Passage shown:
....
What we were looking for is proof that influenza (true influenza not just a virus) … is decreased. We Didn’t find it.
We looked for proof that pneumonia is reduced. We Didn’t find it.
We looked for proof deaths from pneumonia are reduced. We Didn’t find it.”
There’s no shortage of evidence backing up the claim that flu shots are ineffective, and that OTHER anti-flu strategies DO work! So it’s increasingly difficult to justify the stance that yearly flu vaccinations are based on scientific evidence showing demonstrable benefits.
Don’t make this a shot on faith… So let’s review the Science…
Do Flu Shots Work?
Not in babies:
In a review of more than 51 studies involving more than 294,000 children it was found there was “no evidence that injecting children 6-24 months of age with a flu shot was any more effective than placebo. In children over 2 yrs, it was only effective 33% of the time in preventing the flu.
Not in children with asthma: 800 children with asthma, where one half were vaccinated and the other half did not receive the influenza vaccine. The two groups were compared with respect to clinic visits, emergency department visits, and hospitalizations for asthma. CONCLUSION: This study failed to provide evidence that the influenza vaccine prevents pediatric asthma exacerbations.
Not in adults:
In a review of 48 reports including more than 66,000 adults, “Vaccination of healthy adults only reduced risk of influenza by 6% and reduced the number of missed work days by less than one day (0.16) days.
Not in the Elderly:
In a review of 64 studies in 98 flu seasons, for elderly living in nursing homes, flu shots were non-significant for preventing the flu. For elderly living in the community, vaccines were not (significantly) effective against influenza, or pneumonia.
So the question is, why do we continue doing something that has been proven ineffective many times over? As the saying goes, “Insanity is doing the same thing again and again, expecting different results.”
“Vaccines for preventing influenza in the elderly.” The Cochrane Database of Systematic Reviews. 3(2006).
The current review in question looked at the effectiveness of immunizing nursing-home workers to protect the elderly in their care. After reviewing five studies conducted between 1997 and 2009, the results show the vaccination campaigns had NO EFFECT on the number of confirmed influenza cases.
They also concluded that vaccinating staff has no proven impact on reducing the number of related pneumonia cases, or pneumonia-linked deaths.”
Here are several other examples showing that flu vaccines do not work for ANY age group:
• A study published in the October 2008 issue of the Archives of Pediatric & Adolescent Medicine found that vaccinating young children against the flu had no impact on flu-related hospitalizations or doctor visits during two recent flu seasons. The researchers concluded that “significant influenza vaccine effectiveness could not be demonstrated for any season, age, or setting” examined.
• A 2008 study published in the Lancet found that influenza vaccination was NOT associated with a reduced risk of pneumonia in older people. This also supports an earlier study, published in The New England Journal of Medicine.
• Research published in the American Journal of Respiratory and Critical Care Medicine also confirms that there has been no decrease in deaths from influenza and pneumonia in the elderly, despite the fact that vaccination coverage among the elderly has increased from 15 percent in 1980 to 65 percent.
• In 2007, researchers with the National Institute of Allergy and Infectious Diseases, and the National Institutes of Health published this conclusion in the Lancet Infectious Diseases: “We conclude that frailty selection bias and use of non-specific endpoints such as all-cause mortality, have led studies to greatly exaggerate vaccine benefits.”
• A large-scale, systematic review of 51 studies, published in the Cochrane Database of Systematic Reviews in 2006, found no evidence that the flu vaccine is any more effective than a placebo in children under 2. The studies involved 260,000 children, age 6 to 23 months.
....
Material supplied:
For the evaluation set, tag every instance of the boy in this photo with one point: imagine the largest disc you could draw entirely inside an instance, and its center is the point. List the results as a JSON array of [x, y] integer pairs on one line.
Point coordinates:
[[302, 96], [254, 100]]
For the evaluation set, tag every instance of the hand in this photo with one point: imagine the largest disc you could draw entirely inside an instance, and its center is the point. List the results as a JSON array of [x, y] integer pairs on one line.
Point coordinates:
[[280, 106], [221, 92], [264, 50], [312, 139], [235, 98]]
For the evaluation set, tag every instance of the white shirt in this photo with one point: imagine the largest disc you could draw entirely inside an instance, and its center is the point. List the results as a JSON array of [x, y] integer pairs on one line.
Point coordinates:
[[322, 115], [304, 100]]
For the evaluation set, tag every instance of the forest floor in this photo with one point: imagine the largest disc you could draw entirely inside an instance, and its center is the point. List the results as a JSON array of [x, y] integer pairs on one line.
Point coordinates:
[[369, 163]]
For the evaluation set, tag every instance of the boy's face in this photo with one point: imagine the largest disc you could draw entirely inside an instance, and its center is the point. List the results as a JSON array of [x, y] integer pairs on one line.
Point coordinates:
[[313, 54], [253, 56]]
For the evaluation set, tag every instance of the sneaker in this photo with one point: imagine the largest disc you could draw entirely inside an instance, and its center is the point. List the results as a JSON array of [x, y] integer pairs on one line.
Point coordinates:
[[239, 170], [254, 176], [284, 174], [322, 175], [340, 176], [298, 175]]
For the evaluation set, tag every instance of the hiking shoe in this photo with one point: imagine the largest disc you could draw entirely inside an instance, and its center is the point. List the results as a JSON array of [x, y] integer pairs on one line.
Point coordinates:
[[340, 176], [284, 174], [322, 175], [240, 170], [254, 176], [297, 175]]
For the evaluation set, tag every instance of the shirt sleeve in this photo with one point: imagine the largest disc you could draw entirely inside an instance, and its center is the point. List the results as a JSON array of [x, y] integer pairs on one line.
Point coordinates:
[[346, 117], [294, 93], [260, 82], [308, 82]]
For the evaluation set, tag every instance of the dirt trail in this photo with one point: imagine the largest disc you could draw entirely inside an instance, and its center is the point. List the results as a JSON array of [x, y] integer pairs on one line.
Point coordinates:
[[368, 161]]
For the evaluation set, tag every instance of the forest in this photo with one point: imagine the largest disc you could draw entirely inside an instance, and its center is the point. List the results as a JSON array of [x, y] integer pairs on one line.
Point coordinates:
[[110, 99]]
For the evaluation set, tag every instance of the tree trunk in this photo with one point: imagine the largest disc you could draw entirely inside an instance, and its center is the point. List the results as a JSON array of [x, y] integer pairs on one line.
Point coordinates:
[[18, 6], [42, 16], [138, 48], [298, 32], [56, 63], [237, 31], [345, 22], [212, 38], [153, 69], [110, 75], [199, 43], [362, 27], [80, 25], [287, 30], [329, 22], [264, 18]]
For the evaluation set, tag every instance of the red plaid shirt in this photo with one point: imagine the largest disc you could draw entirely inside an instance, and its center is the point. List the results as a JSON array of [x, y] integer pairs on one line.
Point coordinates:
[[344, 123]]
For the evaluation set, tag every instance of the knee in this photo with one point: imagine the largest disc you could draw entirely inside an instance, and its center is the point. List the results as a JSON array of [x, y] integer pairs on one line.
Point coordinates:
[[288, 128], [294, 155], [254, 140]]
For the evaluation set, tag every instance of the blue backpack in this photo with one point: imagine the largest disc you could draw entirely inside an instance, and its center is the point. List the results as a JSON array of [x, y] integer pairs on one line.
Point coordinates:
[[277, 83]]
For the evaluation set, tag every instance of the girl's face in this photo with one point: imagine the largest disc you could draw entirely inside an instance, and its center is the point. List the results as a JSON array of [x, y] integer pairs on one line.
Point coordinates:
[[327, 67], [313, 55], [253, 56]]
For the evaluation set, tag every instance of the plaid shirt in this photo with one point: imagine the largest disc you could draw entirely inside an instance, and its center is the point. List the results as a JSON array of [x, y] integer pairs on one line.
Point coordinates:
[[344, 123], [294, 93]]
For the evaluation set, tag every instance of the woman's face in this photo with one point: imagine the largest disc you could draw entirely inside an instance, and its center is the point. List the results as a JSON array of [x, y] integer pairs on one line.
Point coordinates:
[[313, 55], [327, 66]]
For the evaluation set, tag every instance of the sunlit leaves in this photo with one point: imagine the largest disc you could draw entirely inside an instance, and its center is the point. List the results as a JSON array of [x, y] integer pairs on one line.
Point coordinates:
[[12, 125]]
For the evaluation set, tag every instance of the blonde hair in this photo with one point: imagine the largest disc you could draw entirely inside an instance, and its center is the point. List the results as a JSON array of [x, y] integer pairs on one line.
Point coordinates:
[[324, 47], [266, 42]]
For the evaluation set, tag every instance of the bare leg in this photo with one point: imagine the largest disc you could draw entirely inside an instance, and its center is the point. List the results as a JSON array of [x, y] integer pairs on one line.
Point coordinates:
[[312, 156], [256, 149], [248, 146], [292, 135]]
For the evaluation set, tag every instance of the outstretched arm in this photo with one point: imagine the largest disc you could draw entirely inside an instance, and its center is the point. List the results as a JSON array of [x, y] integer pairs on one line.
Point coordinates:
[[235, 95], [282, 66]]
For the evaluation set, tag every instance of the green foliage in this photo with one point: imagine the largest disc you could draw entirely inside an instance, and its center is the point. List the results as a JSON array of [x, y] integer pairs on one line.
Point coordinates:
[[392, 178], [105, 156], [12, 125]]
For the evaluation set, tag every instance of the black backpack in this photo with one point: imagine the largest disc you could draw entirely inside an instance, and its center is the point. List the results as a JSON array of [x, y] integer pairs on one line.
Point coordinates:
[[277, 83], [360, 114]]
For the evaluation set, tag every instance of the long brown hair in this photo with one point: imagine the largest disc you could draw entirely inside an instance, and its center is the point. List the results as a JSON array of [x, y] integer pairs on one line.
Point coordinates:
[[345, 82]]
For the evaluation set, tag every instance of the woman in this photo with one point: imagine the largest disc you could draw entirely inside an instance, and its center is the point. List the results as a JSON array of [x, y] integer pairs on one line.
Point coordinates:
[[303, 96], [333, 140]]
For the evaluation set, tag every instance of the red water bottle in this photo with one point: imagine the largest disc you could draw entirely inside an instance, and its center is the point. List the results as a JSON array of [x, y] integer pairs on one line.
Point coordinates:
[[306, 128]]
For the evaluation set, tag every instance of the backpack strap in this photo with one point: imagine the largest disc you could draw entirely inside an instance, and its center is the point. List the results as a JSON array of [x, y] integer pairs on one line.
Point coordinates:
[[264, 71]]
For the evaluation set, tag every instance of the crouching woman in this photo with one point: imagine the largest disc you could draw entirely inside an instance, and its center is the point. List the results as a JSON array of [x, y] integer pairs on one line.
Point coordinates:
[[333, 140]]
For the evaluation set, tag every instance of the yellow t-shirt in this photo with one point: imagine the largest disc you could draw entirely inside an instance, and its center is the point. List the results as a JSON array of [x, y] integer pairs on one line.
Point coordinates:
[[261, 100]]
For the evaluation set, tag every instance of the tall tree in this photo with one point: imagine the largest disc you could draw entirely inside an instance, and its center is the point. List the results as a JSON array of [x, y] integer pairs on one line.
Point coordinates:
....
Action item: Could you rewrite the stretch from "Here are several" through "Journal of Medicine." in the flu shot passage, swapping "older people" for "seniors"? Rely on nothing but the flu shot passage.

Answer box:
Here are several other examples showing that flu vaccines do not work for ANY age group:
• A study published in the October 2008 issue of the Archives of Pediatric & Adolescent Medicine found that vaccinating young children against the flu had no impact on flu-related hospitalizations or doctor visits during two recent flu seasons. The researchers concluded that “significant influenza vaccine effectiveness could not be demonstrated for any season, age, or setting” examined.
• A 2008 study published in the Lancet found that influenza vaccination was NOT associated with a reduced risk of pneumonia in seniors. This also supports an earlier study, published in The New England Journal of Medicine.